BEGIN Passage to read

Abundant fisheries are Ilwaco’s lifeblood, so I take an interest in reducing the carbon emissions that undercut the ocean’s ability to produce seafood. I own a charter fishing operation and currently serve as mayor of Ilwaco.
Why do I care? Overheated river water killed half the sockeye salmon returning to the Columbia River in 2015. That year a warm-water “blob” in the ocean helped fuel an algae bloom that fouled some of our main fisheries with a neurotoxin called domoic acid. It caused job-destroying closures of Dungeness crab fishing. It shut the razor clam harvest that draws hundreds of thousands of visitors to Washington’s coast.
The risks and damages just keep mounting. Ilwaco’s biggest private employer is a fish plant that relies on city water from a forested watershed. Logging and climate change could destabilize our water supply.
A citizens’ initiative is being drafted that could help Washingtonians prosper and cut carbon pollution. The measure needs improvement to reduce emissions enough and to fit rural realities. But the proposition wending toward ballots in 2018 stands a decent chance of passing.
The Alliance for Jobs and Clean Energy proposal would raise about $1.2 billion a year initially and reinvest the money to reduce pollution, ease climate impacts, and mitigate inequitable impacts of carbon pricing. A few percent of revenues are reserved to aid workers who could lose their jobs if big polluters close shop and energy-intensive businesses costs rise. Administrative expenses are capped at 5 percent. For the balance, the Alliance promises 70 percent for clean energy and 30 percent for water and forest projects.

END Passage to read
BEGIN Exercise data

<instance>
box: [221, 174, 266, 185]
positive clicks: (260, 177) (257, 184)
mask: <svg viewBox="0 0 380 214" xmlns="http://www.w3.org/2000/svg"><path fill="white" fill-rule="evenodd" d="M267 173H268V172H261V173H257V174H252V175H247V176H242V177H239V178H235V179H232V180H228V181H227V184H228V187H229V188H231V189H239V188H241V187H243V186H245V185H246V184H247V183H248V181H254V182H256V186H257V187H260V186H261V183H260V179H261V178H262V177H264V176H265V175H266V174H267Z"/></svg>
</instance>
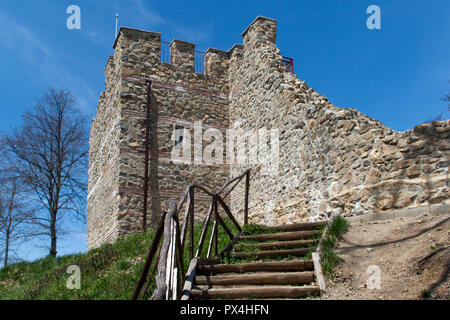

END Exercise data

Check your understanding:
• a. Duplicate the passage of the text on Ilwaco's fisheries from "The Alliance for" up to and including "and forest projects.".
• b. According to the text on Ilwaco's fisheries, why does the writer take an interest in reducing carbon emissions? Answer in one to three sentences.
• c. In the text on Ilwaco's fisheries, what share of the balance does the Alliance promise for water and forest projects?

Answers to this exercise:
• a.
The Alliance for Jobs and Clean Energy proposal would raise about $1.2 billion a year initially and reinvest the money to reduce pollution, ease climate impacts, and mitigate inequitable impacts of carbon pricing. A few percent of revenues are reserved to aid workers who could lose their jobs if big polluters close shop and energy-intensive businesses costs rise. Administrative expenses are capped at 5 percent. For the balance, the Alliance promises 70 percent for clean energy and 30 percent for water and forest projects.

• b. Abundant fisheries are Ilwaco's lifeblood, and carbon emissions undercut the ocean's ability to produce seafood.

• c. 30 percent